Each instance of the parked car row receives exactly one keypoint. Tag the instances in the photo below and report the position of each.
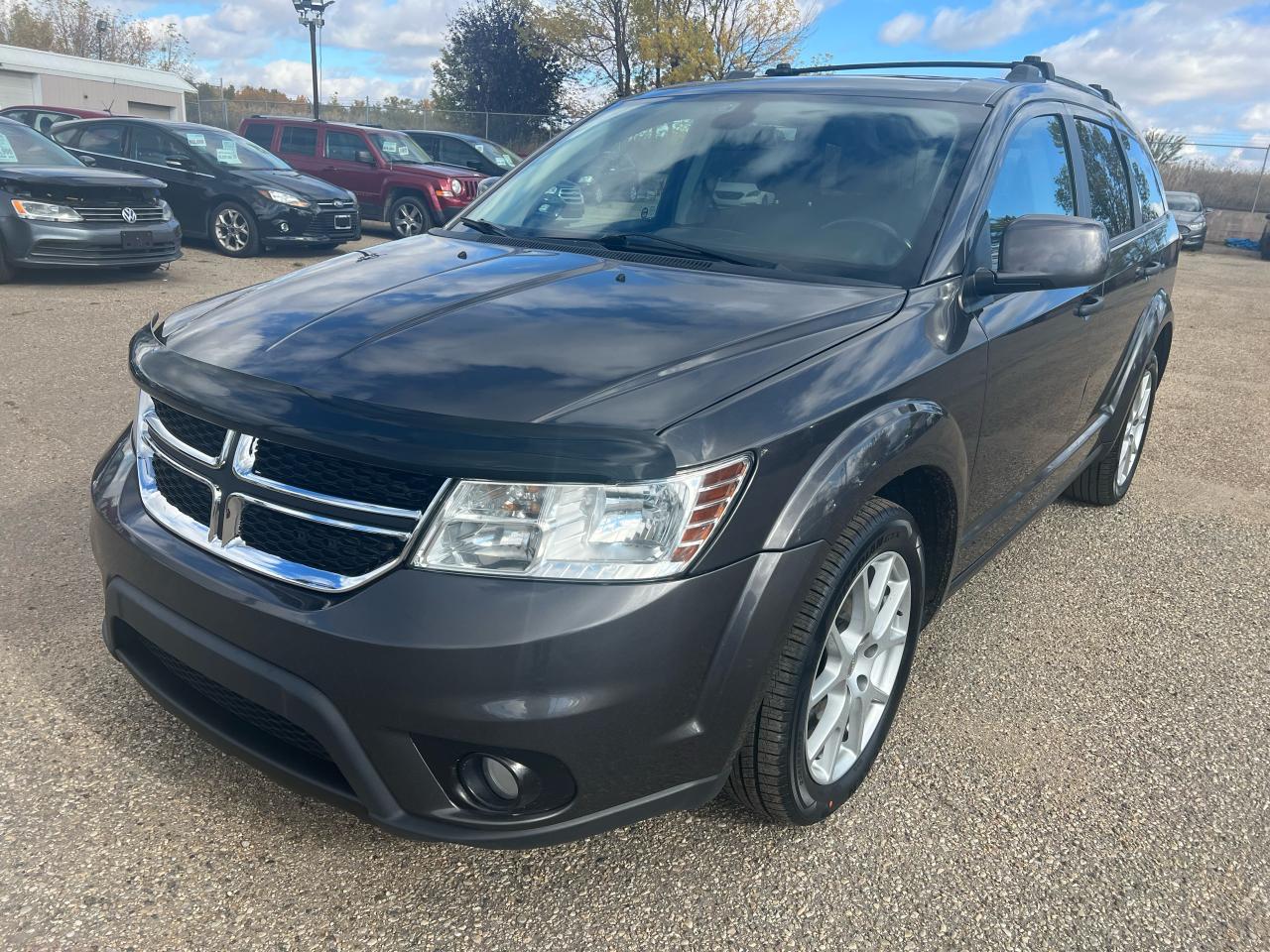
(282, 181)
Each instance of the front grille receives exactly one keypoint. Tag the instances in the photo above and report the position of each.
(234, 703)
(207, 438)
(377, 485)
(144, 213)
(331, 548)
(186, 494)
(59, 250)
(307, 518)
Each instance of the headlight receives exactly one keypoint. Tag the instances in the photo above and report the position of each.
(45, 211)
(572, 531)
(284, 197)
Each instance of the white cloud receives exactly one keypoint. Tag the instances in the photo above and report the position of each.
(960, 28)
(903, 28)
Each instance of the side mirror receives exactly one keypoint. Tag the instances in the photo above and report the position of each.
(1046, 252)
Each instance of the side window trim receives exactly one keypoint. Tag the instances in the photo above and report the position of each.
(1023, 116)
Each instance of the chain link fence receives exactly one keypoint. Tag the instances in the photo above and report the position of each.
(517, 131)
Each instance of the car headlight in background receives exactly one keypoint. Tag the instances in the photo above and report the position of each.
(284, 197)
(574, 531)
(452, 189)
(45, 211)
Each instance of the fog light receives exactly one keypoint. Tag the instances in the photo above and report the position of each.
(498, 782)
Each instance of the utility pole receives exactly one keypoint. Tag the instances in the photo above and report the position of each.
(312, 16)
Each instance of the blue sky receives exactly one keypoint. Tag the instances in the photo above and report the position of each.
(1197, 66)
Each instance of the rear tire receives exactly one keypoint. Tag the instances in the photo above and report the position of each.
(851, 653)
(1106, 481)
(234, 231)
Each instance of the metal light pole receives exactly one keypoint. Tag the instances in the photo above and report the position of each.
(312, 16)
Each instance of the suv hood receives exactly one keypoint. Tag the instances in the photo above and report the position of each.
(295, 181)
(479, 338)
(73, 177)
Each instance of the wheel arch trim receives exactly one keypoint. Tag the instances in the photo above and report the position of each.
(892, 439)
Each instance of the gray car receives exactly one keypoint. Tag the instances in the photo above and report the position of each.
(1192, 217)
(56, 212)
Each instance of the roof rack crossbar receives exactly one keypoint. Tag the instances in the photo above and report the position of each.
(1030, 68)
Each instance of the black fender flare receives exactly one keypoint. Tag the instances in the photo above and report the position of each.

____

Short task :: Retype the material word for word, starting at the line that contains "Each instance of the suv" and ending with the final line of the material.

Full solution ::
Each instance of the suv hood receives exactly one keypoint. Tag the instances in the photo above and report the position of each.
(295, 181)
(479, 338)
(73, 177)
Each instance of the wheel arch trim receives exactly one keypoint. Tag the instances in the photo above and report the position of each.
(892, 439)
Each instance of the gray car receives exactly one keypoint. Tag the instances in the photo above and report the position of each.
(1192, 217)
(56, 212)
Each instance of the roof rack crossbar receives exactly one keypoint. Tag the instances in the photo above and report the position of each.
(1030, 68)
Each instance of the black fender flare receives exactly one keypoint. Tag the instances in the photo above and report the position of each.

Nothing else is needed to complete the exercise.